**Problem details**
The data below holds a line containing "Query: concrete column" and a line containing "the white ceramic"; please quote exactly those two lines and every line between them, and nothing else.

**Source records**
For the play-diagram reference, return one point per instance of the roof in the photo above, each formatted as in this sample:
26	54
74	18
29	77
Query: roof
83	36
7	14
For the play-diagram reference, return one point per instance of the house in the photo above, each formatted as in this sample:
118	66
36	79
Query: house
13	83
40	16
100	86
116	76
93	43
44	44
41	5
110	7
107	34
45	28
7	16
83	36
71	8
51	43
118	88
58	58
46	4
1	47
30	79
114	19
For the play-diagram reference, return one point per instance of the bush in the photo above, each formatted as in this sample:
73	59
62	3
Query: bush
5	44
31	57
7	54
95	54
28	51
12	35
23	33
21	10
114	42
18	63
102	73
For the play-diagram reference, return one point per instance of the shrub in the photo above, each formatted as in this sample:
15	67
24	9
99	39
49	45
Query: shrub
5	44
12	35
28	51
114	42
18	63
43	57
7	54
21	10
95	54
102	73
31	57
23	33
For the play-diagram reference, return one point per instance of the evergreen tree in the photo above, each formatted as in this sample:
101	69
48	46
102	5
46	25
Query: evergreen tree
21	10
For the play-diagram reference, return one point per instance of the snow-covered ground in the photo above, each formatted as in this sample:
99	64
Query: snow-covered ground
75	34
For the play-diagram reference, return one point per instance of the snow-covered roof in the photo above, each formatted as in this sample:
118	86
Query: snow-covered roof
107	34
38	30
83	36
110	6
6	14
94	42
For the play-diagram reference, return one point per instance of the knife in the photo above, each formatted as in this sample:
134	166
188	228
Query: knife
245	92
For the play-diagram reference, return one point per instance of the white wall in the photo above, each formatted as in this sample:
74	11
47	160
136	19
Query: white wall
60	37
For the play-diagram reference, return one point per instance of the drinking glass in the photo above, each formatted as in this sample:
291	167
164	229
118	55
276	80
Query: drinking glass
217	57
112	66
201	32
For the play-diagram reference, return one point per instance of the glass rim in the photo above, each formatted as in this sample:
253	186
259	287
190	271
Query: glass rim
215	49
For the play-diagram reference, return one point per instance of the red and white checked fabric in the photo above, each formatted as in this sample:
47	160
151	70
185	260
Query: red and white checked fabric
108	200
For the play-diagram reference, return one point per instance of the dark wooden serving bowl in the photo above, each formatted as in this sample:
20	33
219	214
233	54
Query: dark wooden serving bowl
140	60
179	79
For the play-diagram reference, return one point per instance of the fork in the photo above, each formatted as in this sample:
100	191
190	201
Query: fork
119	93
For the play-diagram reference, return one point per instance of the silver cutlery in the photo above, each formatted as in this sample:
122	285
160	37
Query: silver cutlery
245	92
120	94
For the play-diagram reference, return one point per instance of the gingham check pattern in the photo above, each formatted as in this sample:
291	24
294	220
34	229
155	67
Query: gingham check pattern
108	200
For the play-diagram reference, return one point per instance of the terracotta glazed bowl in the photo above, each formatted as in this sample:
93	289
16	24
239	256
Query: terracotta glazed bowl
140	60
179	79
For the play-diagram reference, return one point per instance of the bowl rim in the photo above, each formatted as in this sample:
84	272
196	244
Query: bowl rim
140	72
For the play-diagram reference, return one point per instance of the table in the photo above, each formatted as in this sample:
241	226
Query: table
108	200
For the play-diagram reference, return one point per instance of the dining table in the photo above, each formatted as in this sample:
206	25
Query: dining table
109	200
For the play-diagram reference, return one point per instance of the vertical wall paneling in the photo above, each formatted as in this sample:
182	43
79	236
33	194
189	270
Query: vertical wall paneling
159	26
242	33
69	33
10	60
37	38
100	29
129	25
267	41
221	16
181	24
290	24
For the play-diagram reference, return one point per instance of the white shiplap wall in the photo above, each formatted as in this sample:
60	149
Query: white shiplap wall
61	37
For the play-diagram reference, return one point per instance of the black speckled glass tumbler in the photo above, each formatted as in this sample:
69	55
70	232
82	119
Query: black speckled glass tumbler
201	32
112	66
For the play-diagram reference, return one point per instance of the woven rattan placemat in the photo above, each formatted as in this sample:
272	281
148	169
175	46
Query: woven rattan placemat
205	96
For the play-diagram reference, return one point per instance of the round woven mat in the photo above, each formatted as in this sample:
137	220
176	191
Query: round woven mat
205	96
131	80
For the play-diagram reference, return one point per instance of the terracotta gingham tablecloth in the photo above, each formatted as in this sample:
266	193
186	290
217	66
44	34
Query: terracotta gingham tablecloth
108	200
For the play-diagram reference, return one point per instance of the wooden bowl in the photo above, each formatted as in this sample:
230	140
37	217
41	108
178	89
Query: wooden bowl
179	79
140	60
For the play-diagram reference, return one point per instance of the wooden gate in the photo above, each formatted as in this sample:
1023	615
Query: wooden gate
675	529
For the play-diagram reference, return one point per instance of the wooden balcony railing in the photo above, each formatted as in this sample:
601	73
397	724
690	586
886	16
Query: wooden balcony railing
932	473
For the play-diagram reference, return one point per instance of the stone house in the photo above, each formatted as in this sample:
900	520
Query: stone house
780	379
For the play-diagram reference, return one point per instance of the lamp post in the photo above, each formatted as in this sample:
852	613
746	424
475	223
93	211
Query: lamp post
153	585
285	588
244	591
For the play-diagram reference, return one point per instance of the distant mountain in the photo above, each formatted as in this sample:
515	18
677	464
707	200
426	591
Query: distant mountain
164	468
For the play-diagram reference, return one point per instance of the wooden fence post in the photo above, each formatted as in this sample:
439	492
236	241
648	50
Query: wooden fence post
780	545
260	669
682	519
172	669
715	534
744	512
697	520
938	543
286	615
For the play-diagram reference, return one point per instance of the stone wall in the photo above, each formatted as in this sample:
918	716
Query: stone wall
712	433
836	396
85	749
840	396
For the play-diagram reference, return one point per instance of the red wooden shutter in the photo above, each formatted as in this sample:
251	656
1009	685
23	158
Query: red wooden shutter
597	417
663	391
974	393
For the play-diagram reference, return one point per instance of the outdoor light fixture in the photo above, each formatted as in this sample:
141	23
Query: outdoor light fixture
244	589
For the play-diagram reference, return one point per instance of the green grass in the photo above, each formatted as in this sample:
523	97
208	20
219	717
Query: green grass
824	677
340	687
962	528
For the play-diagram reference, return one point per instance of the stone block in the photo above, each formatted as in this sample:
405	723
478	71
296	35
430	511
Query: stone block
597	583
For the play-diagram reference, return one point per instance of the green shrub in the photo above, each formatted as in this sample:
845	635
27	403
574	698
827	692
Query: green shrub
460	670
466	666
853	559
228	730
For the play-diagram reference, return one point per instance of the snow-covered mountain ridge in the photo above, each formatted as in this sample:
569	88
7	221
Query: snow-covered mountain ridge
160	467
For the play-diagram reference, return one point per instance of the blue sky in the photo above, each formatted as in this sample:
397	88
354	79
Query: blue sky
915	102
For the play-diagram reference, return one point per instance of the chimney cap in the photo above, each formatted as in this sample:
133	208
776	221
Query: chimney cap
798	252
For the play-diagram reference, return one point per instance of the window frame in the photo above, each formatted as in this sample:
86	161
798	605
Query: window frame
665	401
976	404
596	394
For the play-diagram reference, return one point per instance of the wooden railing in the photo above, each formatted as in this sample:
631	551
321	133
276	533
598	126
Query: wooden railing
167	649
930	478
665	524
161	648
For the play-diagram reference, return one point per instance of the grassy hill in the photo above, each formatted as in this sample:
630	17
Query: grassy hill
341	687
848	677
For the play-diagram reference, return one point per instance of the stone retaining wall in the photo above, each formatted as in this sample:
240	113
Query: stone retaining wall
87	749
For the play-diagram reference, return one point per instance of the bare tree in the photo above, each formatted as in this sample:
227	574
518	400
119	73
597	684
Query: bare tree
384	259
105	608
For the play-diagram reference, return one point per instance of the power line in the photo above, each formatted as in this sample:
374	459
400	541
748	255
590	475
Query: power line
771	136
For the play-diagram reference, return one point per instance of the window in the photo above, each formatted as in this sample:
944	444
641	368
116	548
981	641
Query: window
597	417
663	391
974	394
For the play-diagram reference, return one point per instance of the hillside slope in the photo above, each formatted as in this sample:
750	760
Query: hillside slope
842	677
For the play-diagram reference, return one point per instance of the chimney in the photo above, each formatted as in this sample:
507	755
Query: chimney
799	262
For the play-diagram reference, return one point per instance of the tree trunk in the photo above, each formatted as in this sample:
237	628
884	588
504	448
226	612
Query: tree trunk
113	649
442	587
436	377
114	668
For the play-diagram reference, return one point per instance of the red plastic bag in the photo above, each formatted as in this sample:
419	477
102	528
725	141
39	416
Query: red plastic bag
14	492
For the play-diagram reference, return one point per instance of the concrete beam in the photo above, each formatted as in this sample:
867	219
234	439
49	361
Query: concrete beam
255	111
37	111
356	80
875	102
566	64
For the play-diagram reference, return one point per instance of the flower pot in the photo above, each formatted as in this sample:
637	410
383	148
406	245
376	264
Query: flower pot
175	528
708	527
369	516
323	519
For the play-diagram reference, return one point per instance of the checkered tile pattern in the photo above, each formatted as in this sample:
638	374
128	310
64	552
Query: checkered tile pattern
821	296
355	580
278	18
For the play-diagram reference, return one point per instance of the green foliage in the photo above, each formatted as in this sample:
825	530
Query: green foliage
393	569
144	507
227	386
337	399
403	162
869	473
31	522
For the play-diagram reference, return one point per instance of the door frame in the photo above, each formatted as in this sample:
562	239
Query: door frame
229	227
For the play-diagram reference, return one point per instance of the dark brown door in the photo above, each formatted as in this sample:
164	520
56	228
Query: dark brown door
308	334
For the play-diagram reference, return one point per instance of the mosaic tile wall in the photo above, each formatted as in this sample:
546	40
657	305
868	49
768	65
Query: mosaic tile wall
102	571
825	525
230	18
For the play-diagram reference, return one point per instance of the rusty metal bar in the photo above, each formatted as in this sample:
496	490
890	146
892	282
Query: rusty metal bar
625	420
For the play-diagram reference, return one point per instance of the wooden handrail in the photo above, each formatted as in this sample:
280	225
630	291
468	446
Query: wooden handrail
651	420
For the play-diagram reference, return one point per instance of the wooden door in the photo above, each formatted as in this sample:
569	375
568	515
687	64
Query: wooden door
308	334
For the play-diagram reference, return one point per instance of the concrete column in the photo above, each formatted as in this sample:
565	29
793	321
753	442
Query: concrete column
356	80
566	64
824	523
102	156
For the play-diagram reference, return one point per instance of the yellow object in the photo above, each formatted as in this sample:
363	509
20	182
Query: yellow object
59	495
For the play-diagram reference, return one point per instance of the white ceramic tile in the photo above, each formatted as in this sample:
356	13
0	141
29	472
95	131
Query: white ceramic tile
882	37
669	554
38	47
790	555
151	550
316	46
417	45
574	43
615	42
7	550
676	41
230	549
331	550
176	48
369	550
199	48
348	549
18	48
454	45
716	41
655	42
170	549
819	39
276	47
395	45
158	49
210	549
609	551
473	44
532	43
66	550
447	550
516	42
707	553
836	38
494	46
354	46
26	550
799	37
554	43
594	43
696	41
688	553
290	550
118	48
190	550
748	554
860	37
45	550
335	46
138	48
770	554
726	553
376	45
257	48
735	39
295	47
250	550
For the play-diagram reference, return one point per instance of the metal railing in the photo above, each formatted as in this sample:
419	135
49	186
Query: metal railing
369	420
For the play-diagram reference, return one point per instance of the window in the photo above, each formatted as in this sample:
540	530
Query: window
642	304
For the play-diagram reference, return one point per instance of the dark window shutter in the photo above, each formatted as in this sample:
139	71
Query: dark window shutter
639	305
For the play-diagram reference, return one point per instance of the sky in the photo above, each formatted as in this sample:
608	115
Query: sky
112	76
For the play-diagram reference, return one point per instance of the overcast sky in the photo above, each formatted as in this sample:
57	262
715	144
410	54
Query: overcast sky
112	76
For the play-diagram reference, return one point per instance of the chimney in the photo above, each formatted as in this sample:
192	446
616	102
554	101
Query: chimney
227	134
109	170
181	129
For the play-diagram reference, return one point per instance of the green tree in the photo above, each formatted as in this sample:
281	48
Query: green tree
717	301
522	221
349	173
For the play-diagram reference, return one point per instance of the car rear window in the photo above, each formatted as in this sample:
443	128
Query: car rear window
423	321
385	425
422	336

**Response to this task**
Query: concrete column
356	80
566	64
824	523
102	156
For the play-diagram reference, return one point per instance of the yellow object in the photo above, each formatted as in this sample:
363	509
20	182
Query: yellow object
59	495
For the play-diagram reference, return one point per instance of the white ceramic tile in the photo above, each formatted as in this sample:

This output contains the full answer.